> Directions
Your task is to write out exactly the lines from the line containing "point: roof eave" through the end of the records, inclusive at both ends.

** start of Listed records **

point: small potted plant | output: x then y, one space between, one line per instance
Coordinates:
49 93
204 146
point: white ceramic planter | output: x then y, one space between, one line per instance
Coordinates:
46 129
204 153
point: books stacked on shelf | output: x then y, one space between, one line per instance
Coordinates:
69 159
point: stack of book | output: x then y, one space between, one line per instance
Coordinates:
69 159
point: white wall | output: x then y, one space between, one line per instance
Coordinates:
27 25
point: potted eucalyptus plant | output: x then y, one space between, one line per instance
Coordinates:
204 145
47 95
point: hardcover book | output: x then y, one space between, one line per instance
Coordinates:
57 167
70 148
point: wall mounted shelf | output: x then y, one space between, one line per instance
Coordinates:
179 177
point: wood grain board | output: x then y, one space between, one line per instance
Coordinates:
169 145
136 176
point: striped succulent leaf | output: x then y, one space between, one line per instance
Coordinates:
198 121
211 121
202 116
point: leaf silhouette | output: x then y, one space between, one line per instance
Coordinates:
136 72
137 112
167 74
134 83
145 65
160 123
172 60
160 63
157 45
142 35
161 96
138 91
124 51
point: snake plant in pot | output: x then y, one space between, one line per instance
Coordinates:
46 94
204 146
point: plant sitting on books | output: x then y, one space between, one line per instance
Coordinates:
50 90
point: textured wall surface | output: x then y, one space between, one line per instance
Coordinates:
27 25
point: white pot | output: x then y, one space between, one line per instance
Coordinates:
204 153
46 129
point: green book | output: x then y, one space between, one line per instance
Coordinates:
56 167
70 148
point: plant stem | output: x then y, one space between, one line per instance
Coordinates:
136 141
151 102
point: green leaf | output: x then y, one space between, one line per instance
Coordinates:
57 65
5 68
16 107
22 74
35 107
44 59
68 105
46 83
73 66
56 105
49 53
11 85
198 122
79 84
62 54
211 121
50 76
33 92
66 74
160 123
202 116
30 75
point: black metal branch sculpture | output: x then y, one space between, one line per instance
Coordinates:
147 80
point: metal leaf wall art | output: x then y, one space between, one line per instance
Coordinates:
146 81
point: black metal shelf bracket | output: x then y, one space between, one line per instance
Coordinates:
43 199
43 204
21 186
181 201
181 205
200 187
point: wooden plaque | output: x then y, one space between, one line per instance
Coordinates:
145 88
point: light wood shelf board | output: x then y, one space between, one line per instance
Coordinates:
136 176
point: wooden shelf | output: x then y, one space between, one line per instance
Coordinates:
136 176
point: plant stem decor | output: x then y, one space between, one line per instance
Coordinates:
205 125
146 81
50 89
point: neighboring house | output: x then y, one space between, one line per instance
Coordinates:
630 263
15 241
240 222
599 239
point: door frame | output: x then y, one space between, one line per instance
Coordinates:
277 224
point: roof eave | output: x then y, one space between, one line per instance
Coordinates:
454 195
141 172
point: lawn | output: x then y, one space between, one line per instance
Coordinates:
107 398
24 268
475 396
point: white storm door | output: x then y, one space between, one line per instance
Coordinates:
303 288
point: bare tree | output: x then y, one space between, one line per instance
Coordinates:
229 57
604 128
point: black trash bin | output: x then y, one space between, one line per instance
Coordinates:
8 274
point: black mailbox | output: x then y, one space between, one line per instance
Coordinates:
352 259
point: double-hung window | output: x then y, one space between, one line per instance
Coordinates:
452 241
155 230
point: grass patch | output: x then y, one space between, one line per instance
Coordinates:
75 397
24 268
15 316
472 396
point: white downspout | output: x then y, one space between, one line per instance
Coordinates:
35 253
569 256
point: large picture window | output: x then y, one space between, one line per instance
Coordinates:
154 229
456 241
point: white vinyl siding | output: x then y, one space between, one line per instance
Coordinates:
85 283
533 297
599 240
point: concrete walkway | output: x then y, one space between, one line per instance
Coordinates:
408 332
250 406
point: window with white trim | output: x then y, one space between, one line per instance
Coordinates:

** end of Listed records **

> Reply to the task
point: roof eave | output: x then y, one space between, one line per instance
Coordinates:
454 195
141 172
point: lawn | output: x then y, one space between, one line per instance
Coordinates:
107 398
24 268
475 396
point: white storm door | output: x then y, one space between, one line per instance
Coordinates:
303 288
point: bare tree | output: x then y, one space between, one line per instance
Coordinates:
229 57
604 128
point: black trash bin | output: x then y, one space between, one line per instance
Coordinates:
8 274
point: black mailbox | output: x then y, one space between, one line per instance
Coordinates:
352 259
point: double-hung window | output: x then y, one space between, one line per instance
Coordinates:
452 241
155 230
point: grass patch | output: x then y, one space between, one line per instance
Coordinates:
75 397
24 268
15 316
472 396
point: white downspout | output: x then y, one space between, one line per instance
Coordinates:
35 253
569 256
point: large picture window | output: x then y, one space between, one line per instance
Coordinates:
154 229
456 241
point: white vinyl siding | output: x then y, one space between, one line per instance
Coordinates:
85 283
533 297
599 240
point: concrete walkway | output: x then y, one space between, one line per instance
Coordinates:
408 332
250 406
point: window with white trim | output: x then y, one space between, one line per instance
Coordinates:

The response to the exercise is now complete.